- _Data provided_
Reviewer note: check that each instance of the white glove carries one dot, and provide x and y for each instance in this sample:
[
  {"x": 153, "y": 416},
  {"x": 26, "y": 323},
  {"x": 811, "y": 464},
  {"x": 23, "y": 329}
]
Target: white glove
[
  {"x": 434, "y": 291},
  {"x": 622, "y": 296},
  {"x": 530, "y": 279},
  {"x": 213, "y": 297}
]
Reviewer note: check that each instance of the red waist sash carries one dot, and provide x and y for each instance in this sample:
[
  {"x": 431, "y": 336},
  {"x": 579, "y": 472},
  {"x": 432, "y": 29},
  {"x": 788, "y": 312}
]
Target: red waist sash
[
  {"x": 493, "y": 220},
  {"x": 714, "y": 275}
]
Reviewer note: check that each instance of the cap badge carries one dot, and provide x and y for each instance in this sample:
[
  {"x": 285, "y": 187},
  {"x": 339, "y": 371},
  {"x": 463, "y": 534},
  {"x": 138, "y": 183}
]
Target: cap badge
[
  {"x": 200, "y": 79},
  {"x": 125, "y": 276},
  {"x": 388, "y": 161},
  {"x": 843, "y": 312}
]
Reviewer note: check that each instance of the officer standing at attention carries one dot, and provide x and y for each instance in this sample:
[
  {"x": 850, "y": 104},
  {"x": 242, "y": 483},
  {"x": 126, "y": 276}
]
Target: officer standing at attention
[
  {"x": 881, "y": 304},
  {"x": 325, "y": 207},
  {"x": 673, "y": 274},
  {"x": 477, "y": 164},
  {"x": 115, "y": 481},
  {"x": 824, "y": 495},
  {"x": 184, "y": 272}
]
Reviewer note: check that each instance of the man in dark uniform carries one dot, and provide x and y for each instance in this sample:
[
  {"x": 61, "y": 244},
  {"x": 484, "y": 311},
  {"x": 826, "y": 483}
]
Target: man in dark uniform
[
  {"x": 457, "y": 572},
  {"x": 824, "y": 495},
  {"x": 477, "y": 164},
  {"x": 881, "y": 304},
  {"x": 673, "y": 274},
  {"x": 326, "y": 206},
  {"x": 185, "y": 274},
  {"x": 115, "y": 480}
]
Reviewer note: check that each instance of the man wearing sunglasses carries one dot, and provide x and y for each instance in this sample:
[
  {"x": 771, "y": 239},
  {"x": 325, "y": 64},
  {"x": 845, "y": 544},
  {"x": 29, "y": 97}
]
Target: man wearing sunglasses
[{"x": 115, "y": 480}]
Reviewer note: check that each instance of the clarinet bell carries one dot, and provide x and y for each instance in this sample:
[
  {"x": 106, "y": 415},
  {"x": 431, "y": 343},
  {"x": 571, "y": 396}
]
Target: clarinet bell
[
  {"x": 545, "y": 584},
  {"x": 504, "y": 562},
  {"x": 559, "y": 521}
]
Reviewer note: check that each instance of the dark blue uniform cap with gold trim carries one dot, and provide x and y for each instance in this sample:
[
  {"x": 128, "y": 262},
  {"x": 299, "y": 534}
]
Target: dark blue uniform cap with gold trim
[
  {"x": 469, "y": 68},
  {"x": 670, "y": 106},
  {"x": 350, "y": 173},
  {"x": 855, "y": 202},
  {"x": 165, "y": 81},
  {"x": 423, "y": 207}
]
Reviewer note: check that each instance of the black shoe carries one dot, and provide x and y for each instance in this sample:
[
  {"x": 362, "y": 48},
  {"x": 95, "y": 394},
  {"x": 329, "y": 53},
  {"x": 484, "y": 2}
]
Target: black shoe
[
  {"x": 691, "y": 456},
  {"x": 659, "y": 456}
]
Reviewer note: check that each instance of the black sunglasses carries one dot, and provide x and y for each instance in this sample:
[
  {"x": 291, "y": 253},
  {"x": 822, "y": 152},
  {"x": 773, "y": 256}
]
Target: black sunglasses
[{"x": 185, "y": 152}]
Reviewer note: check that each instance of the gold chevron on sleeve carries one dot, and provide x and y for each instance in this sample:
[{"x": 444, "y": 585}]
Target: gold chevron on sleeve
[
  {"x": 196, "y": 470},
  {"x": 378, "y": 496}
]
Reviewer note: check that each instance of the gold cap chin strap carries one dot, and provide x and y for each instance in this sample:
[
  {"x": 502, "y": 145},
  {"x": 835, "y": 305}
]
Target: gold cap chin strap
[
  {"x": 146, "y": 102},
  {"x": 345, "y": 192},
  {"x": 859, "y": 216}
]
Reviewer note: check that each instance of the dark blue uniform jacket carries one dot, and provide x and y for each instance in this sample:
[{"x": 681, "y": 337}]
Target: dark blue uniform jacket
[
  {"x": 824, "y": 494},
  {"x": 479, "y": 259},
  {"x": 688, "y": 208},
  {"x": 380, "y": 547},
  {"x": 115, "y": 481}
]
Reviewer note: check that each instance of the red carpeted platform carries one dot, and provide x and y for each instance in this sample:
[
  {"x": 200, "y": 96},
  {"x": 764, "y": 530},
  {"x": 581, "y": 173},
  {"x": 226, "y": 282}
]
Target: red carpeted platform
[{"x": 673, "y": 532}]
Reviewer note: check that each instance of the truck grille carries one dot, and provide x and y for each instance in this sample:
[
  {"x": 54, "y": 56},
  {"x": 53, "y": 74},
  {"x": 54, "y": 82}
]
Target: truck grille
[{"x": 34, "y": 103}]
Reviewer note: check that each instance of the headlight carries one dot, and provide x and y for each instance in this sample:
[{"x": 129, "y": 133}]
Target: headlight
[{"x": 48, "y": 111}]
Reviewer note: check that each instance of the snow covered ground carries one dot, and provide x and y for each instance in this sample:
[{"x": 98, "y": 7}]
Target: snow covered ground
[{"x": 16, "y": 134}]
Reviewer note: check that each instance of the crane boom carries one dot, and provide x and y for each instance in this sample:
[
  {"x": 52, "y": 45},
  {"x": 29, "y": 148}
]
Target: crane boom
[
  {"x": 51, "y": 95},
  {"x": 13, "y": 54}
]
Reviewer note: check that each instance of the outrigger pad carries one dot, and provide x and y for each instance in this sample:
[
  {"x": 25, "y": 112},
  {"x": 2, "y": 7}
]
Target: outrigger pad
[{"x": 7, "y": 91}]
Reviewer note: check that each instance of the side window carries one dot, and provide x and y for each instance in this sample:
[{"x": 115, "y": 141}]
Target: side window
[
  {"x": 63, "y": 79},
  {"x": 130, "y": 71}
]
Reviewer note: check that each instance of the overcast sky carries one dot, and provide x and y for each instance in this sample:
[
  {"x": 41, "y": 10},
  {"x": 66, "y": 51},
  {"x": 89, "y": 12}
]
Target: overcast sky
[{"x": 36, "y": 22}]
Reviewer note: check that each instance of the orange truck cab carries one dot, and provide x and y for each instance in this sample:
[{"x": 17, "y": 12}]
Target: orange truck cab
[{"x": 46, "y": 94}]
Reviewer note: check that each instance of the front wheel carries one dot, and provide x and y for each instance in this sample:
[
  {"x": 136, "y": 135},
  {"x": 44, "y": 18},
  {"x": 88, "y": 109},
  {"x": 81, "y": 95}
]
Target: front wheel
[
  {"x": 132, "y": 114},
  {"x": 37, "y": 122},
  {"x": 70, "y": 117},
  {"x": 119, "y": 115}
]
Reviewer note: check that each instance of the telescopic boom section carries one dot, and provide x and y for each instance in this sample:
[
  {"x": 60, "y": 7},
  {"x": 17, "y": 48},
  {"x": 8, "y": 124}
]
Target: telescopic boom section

- _Task to complete_
Could you arrange every line of the entries above as a JSON list of strings, one string per line, with blank lines left out?

- _Result below_
[
  "Reviewer note: check that each instance of the white glove carries one dot, and provide x and y for each instance in this sample:",
  "[",
  "  {\"x\": 153, \"y\": 416},",
  "  {\"x\": 26, \"y\": 323},",
  "  {\"x\": 811, \"y\": 464},",
  "  {\"x\": 23, \"y\": 329}",
  "]",
  "Target: white glove",
  "[",
  "  {\"x\": 434, \"y\": 291},",
  "  {\"x\": 622, \"y\": 296},",
  "  {\"x\": 530, \"y\": 279},",
  "  {\"x\": 213, \"y\": 297}",
  "]",
  "Reviewer note: check that each instance of the red waist sash carries one dot, and provide x and y for each instance in this sample:",
  "[",
  "  {\"x\": 431, \"y\": 336},",
  "  {\"x\": 579, \"y\": 472},",
  "  {\"x\": 432, \"y\": 29},",
  "  {\"x\": 788, \"y\": 312}",
  "]",
  "Target: red waist sash",
  "[",
  "  {\"x\": 493, \"y\": 220},",
  "  {\"x\": 714, \"y\": 275}",
  "]",
  "Reviewer note: check that each instance of the cap badge carries one dot, and provide x and y for each instance in this sample:",
  "[",
  "  {\"x\": 285, \"y\": 187},",
  "  {\"x\": 339, \"y\": 371},",
  "  {\"x\": 463, \"y\": 534},",
  "  {\"x\": 138, \"y\": 183}",
  "]",
  "Target: cap badge",
  "[",
  "  {\"x\": 200, \"y\": 79},",
  "  {\"x\": 125, \"y\": 276},",
  "  {\"x\": 388, \"y\": 161},",
  "  {\"x\": 843, \"y\": 312}",
  "]",
  "Reviewer note: check that each instance of the officer standing at attention carries one dot, and provide x and y for each instance in this sample:",
  "[",
  "  {\"x\": 850, \"y\": 104},",
  "  {\"x\": 242, \"y\": 483},",
  "  {\"x\": 126, \"y\": 276}",
  "]",
  "Target: officer standing at attention",
  "[",
  "  {\"x\": 881, \"y\": 304},",
  "  {\"x\": 325, \"y\": 207},",
  "  {\"x\": 673, \"y\": 274},",
  "  {\"x\": 477, \"y\": 164},",
  "  {\"x\": 115, \"y\": 481},",
  "  {\"x\": 824, \"y\": 495},",
  "  {\"x\": 184, \"y\": 272}",
  "]",
  "Reviewer note: check that each instance of the man in dark uniform carries one dot, and provide x and y for each instance in this sample:",
  "[",
  "  {\"x\": 61, \"y\": 244},",
  "  {\"x\": 484, \"y\": 311},",
  "  {\"x\": 826, \"y\": 483}",
  "]",
  "Target: man in dark uniform",
  "[",
  "  {\"x\": 457, \"y\": 572},",
  "  {\"x\": 824, \"y\": 495},",
  "  {\"x\": 477, \"y\": 164},",
  "  {\"x\": 881, \"y\": 304},",
  "  {\"x\": 673, \"y\": 274},",
  "  {\"x\": 326, \"y\": 206},",
  "  {\"x\": 185, \"y\": 274},",
  "  {\"x\": 115, \"y\": 480}",
  "]",
  "Reviewer note: check that each instance of the man wearing sunglasses carries one dot, and provide x and y for each instance in this sample:",
  "[",
  "  {\"x\": 771, \"y\": 239},",
  "  {\"x\": 325, \"y\": 64},",
  "  {\"x\": 845, \"y\": 544},",
  "  {\"x\": 29, \"y\": 97}",
  "]",
  "Target: man wearing sunglasses",
  "[{\"x\": 115, \"y\": 480}]",
  "Reviewer note: check that each instance of the clarinet bell carries one dot, and provide x and y for each instance in this sample:",
  "[",
  "  {\"x\": 106, \"y\": 415},",
  "  {\"x\": 431, \"y\": 343},",
  "  {\"x\": 571, \"y\": 396}",
  "]",
  "Target: clarinet bell",
  "[",
  "  {\"x\": 545, \"y\": 584},",
  "  {\"x\": 504, \"y\": 562},",
  "  {\"x\": 559, \"y\": 521}",
  "]",
  "Reviewer note: check that each instance of the dark blue uniform cap with gold trim carries one dot, and provide x and y for each instance in this sample:",
  "[",
  "  {\"x\": 128, \"y\": 262},",
  "  {\"x\": 299, \"y\": 534}",
  "]",
  "Target: dark blue uniform cap with gold trim",
  "[",
  "  {\"x\": 469, \"y\": 68},",
  "  {\"x\": 670, \"y\": 106},",
  "  {\"x\": 350, \"y\": 173},",
  "  {\"x\": 855, \"y\": 202},",
  "  {\"x\": 165, \"y\": 81},",
  "  {\"x\": 423, \"y\": 207}",
  "]",
  "Reviewer note: check that each instance of the black shoe carries one dot, and provide x and y for each instance in this sample:",
  "[",
  "  {\"x\": 362, \"y\": 48},",
  "  {\"x\": 95, \"y\": 394},",
  "  {\"x\": 329, \"y\": 53},",
  "  {\"x\": 484, \"y\": 2}",
  "]",
  "Target: black shoe",
  "[",
  "  {\"x\": 691, \"y\": 456},",
  "  {\"x\": 659, \"y\": 456}",
  "]",
  "Reviewer note: check that each instance of the black sunglasses carries one dot, and provide x and y for each instance in this sample:",
  "[",
  "  {\"x\": 291, \"y\": 253},",
  "  {\"x\": 822, \"y\": 152},",
  "  {\"x\": 773, \"y\": 256}",
  "]",
  "Target: black sunglasses",
  "[{\"x\": 185, \"y\": 152}]",
  "Reviewer note: check that each instance of the gold chevron on sleeve carries one dot, and provide x and y for each instance in this sample:",
  "[{\"x\": 444, \"y\": 585}]",
  "Target: gold chevron on sleeve",
  "[",
  "  {\"x\": 196, \"y\": 470},",
  "  {\"x\": 378, \"y\": 496}",
  "]",
  "Reviewer note: check that each instance of the gold cap chin strap carries one dot, and provide x and y for each instance in this sample:",
  "[",
  "  {\"x\": 502, \"y\": 145},",
  "  {\"x\": 835, \"y\": 305}",
  "]",
  "Target: gold cap chin strap",
  "[",
  "  {\"x\": 146, \"y\": 102},",
  "  {\"x\": 345, \"y\": 192},",
  "  {\"x\": 859, \"y\": 216}",
  "]",
  "Reviewer note: check that each instance of the dark blue uniform jacket carries one dot, and provide x and y for each instance in this sample:",
  "[{\"x\": 681, \"y\": 337}]",
  "Target: dark blue uniform jacket",
  "[",
  "  {\"x\": 824, \"y\": 494},",
  "  {\"x\": 479, \"y\": 259},",
  "  {\"x\": 688, \"y\": 208},",
  "  {\"x\": 380, \"y\": 547},",
  "  {\"x\": 115, \"y\": 481}",
  "]",
  "Reviewer note: check that each instance of the red carpeted platform carries one dot, and provide x and y for each instance in this sample:",
  "[",
  "  {\"x\": 200, \"y\": 96},",
  "  {\"x\": 764, \"y\": 530},",
  "  {\"x\": 581, \"y\": 173},",
  "  {\"x\": 226, \"y\": 282}",
  "]",
  "Target: red carpeted platform",
  "[{\"x\": 673, \"y\": 532}]",
  "Reviewer note: check that each instance of the truck grille carries one dot, and provide x and y for each instance in this sample:",
  "[",
  "  {\"x\": 54, \"y\": 56},",
  "  {\"x\": 53, \"y\": 74},",
  "  {\"x\": 54, \"y\": 82}",
  "]",
  "Target: truck grille",
  "[{\"x\": 34, \"y\": 103}]",
  "Reviewer note: check that each instance of the headlight carries one dot, and provide x and y for each instance in this sample:",
  "[{\"x\": 129, \"y\": 133}]",
  "Target: headlight",
  "[{\"x\": 48, \"y\": 111}]",
  "Reviewer note: check that each instance of the snow covered ground carries one dot, and provide x and y for each instance in this sample:",
  "[{\"x\": 98, \"y\": 7}]",
  "Target: snow covered ground",
  "[{\"x\": 16, \"y\": 134}]",
  "Reviewer note: check that each instance of the crane boom carries one dot, and provide x and y for each instance in this sample:",
  "[",
  "  {\"x\": 52, \"y\": 45},",
  "  {\"x\": 29, \"y\": 148}",
  "]",
  "Target: crane boom",
  "[",
  "  {\"x\": 51, \"y\": 95},",
  "  {\"x\": 13, \"y\": 54}",
  "]",
  "Reviewer note: check that each instance of the outrigger pad carries one dot, and provide x and y for each instance in this sample:",
  "[",
  "  {\"x\": 25, \"y\": 112},",
  "  {\"x\": 2, \"y\": 7}",
  "]",
  "Target: outrigger pad",
  "[{\"x\": 7, \"y\": 91}]",
  "Reviewer note: check that each instance of the side window carries one dot, and provide x and y for each instance in this sample:",
  "[{\"x\": 115, \"y\": 141}]",
  "Target: side window",
  "[",
  "  {\"x\": 63, \"y\": 79},",
  "  {\"x\": 130, \"y\": 71}",
  "]",
  "Reviewer note: check that each instance of the overcast sky carries one dot, and provide x and y for each instance in this sample:",
  "[",
  "  {\"x\": 41, \"y\": 10},",
  "  {\"x\": 66, \"y\": 51},",
  "  {\"x\": 89, \"y\": 12}",
  "]",
  "Target: overcast sky",
  "[{\"x\": 36, \"y\": 22}]",
  "Reviewer note: check that each instance of the orange truck cab carries one dot, and provide x and y for each instance in this sample:",
  "[{\"x\": 17, \"y\": 12}]",
  "Target: orange truck cab",
  "[{\"x\": 46, \"y\": 94}]",
  "Reviewer note: check that each instance of the front wheel carries one dot, and provide x and y for each instance in this sample:",
  "[",
  "  {\"x\": 136, \"y\": 135},",
  "  {\"x\": 44, \"y\": 18},",
  "  {\"x\": 88, \"y\": 109},",
  "  {\"x\": 81, \"y\": 95}",
  "]",
  "Target: front wheel",
  "[",
  "  {\"x\": 132, \"y\": 114},",
  "  {\"x\": 37, \"y\": 122},",
  "  {\"x\": 70, \"y\": 117},",
  "  {\"x\": 119, \"y\": 115}",
  "]",
  "Reviewer note: check that each instance of the telescopic boom section carries one dot, and provide x and y for each instance in this sample:",
  "[",
  "  {\"x\": 60, \"y\": 7},",
  "  {\"x\": 17, \"y\": 48},",
  "  {\"x\": 8, \"y\": 124}",
  "]",
  "Target: telescopic boom section"
]